**Written problem 1**
From the oil spill property tax text, return the part that opens with the words containing "I am sure that" and closes with "specifically to the oil spill.", copied word for word.

What if my property value is negatively affected by the oil spill?

The Property Appraisers are required to consider such factors as the condition of the property, the present cash value of the property, and, for income-producing properties, the income from the property.  Thus, if sale prices of properties along the Gulf coast decline as a result of the oil spill, or if hotels see greater vacancies, those factors will influence the 2011 assessments.  The primary case regarding contaminated property in Florida is Gulf Coast Recycling Inc. v. Turner, in which the court affirmed the value adjustment board’s reduction of the value of an apartment complex to $100 where the evidence showed that the costs associated with the cleanup of the contaminated property exceeded the price that would be paid for the property.

Of course, in the case of an oil spill, the property may not actually be contaminated as of the assessment date, but may suffer a loss in value due to its proximity to the contaminated waters.  This is commonly referred to as a “stigma.”  While Florida has not directly addressed this issue, other state courts have acknowledged that a stigma factor can affect property even if the contaminants are removed, and that stigma may be considered in determining the property’s value for tax purposes.

Are the Property Appraisers required to make a reduction to properties affected by the oil spill?

While the Property Appraisers are required to assess all property at its fair market value as of January 1st, there is currently no specific requirement that they make a specified percentage reduction to assessments of property affected by the oil spill.  That said, last year the legislature passed a statute providing for special tax treatment for property affected by defective drywall.  Thus, it is always possible that we will see similar legislation for properties affected by the oil spill.

Didn’t the Governor issue an Executive Order regarding assessment of properties affected by the oil spill?

Today, Governor Crist issued Executive Order 10-169, which authorizes (but does not require) Property Appraisers in the 26 counties in which he has declared a state of emergency to provide “interim assessments” of any properties that may have suffered a loss in value due to the oil spill.  These interim assessments will not affect the property owners’ tax bills.  Rather, the purpose of the interim assessments would be to assist property owners with documenting the loss in value to their property so as to help substantiate their claims submitted to BP.

I am sure that the Property Appraisers are going to be a bit surprised by this Order, as it is generally not their constitutional duty to serve as expert witnesses in their constituents’ private lawsuits.  Also, as the Order is not mandatory, many property appraisers may choose not to provide this extra valuation service.  Thus, rather than relying on the county Property Appraisers to assist them with their claims, property owners would be wise to compile their own evidence of any diminution of value, especially if it can be attributed specifically to the oil spill.

How to Appeal the Denial of an Agricultural Classification


July 1st is the Property Appraisers’ deadline to notify land owners that they are denying their application for an agricultural classification.  Thus, this post will discuss common reasons for denial of an agricultural classification (sometimes referred to as a “greenbelt exemption” or “greenbelt classification”) and the procedures for appealing such a denial.

Why was my agricultural classification denied?

**Written problem 2**
Select each line in the rows below that contains the string "white", and copy those lines unchanged.

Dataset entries
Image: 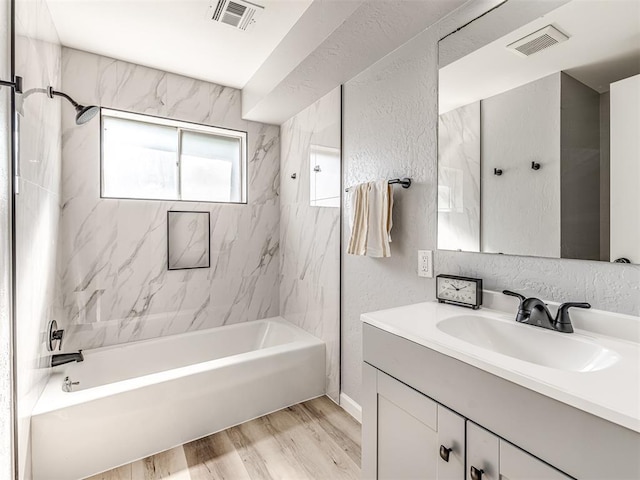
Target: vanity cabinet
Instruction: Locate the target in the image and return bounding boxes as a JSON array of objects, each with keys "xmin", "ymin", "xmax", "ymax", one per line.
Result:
[
  {"xmin": 363, "ymin": 364, "xmax": 571, "ymax": 480},
  {"xmin": 465, "ymin": 421, "xmax": 571, "ymax": 480},
  {"xmin": 375, "ymin": 372, "xmax": 465, "ymax": 480},
  {"xmin": 361, "ymin": 323, "xmax": 640, "ymax": 480}
]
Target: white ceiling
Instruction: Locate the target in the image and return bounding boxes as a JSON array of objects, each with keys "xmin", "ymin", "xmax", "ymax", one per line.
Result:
[
  {"xmin": 47, "ymin": 0, "xmax": 312, "ymax": 88},
  {"xmin": 439, "ymin": 0, "xmax": 640, "ymax": 113}
]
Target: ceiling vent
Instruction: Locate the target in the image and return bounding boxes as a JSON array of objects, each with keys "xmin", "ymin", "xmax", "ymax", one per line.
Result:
[
  {"xmin": 207, "ymin": 0, "xmax": 264, "ymax": 30},
  {"xmin": 507, "ymin": 25, "xmax": 569, "ymax": 57}
]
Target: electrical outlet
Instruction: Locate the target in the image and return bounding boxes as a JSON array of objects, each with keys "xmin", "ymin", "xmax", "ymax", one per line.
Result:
[{"xmin": 418, "ymin": 250, "xmax": 433, "ymax": 278}]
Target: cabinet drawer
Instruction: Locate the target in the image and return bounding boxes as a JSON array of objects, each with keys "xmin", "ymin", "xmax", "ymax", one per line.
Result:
[
  {"xmin": 500, "ymin": 440, "xmax": 572, "ymax": 480},
  {"xmin": 378, "ymin": 371, "xmax": 438, "ymax": 431}
]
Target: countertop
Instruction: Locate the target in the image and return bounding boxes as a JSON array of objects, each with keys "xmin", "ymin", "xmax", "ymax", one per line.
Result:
[{"xmin": 361, "ymin": 302, "xmax": 640, "ymax": 433}]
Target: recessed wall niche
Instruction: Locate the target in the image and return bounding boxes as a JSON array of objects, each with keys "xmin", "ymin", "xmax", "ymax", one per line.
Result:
[{"xmin": 167, "ymin": 210, "xmax": 211, "ymax": 270}]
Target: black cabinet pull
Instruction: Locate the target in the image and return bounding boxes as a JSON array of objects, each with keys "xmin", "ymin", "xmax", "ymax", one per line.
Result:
[
  {"xmin": 440, "ymin": 445, "xmax": 452, "ymax": 462},
  {"xmin": 471, "ymin": 465, "xmax": 484, "ymax": 480}
]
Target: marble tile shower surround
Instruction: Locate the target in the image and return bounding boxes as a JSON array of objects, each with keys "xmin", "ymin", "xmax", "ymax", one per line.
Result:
[
  {"xmin": 280, "ymin": 88, "xmax": 341, "ymax": 402},
  {"xmin": 59, "ymin": 48, "xmax": 280, "ymax": 349},
  {"xmin": 14, "ymin": 0, "xmax": 61, "ymax": 479}
]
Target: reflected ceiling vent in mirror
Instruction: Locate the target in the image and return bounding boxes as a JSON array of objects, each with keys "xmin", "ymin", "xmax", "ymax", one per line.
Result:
[
  {"xmin": 507, "ymin": 25, "xmax": 569, "ymax": 57},
  {"xmin": 207, "ymin": 0, "xmax": 264, "ymax": 31}
]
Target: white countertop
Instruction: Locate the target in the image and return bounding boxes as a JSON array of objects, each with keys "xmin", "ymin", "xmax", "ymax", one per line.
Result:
[{"xmin": 361, "ymin": 302, "xmax": 640, "ymax": 433}]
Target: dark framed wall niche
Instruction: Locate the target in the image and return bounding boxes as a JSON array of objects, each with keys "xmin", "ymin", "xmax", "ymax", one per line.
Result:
[{"xmin": 167, "ymin": 210, "xmax": 211, "ymax": 270}]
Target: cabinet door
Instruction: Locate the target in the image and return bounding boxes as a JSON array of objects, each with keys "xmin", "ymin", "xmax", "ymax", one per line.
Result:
[
  {"xmin": 500, "ymin": 440, "xmax": 571, "ymax": 480},
  {"xmin": 362, "ymin": 364, "xmax": 465, "ymax": 480},
  {"xmin": 377, "ymin": 372, "xmax": 439, "ymax": 480}
]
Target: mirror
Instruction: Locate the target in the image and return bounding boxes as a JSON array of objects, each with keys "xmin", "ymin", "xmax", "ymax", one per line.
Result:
[{"xmin": 438, "ymin": 0, "xmax": 640, "ymax": 264}]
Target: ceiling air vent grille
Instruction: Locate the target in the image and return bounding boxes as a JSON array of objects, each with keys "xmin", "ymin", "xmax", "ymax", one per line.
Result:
[
  {"xmin": 207, "ymin": 0, "xmax": 264, "ymax": 30},
  {"xmin": 507, "ymin": 25, "xmax": 569, "ymax": 57}
]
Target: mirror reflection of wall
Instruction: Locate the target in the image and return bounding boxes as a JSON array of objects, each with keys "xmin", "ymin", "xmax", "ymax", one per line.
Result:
[{"xmin": 438, "ymin": 0, "xmax": 640, "ymax": 263}]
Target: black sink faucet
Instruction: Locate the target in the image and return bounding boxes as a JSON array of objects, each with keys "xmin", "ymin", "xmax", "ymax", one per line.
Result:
[
  {"xmin": 51, "ymin": 350, "xmax": 84, "ymax": 367},
  {"xmin": 502, "ymin": 290, "xmax": 591, "ymax": 333}
]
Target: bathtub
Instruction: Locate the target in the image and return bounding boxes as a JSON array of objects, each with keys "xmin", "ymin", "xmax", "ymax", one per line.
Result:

**Full response 1**
I am sure that the Property Appraisers are going to be a bit surprised by this Order, as it is generally not their constitutional duty to serve as expert witnesses in their constituents’ private lawsuits.  Also, as the Order is not mandatory, many property appraisers may choose not to provide this extra valuation service.  Thus, rather than relying on the county Property Appraisers to assist them with their claims, property owners would be wise to compile their own evidence of any diminution of value, especially if it can be attributed specifically to the oil spill.

**Full response 2**
Target: white ceiling
Target: white countertop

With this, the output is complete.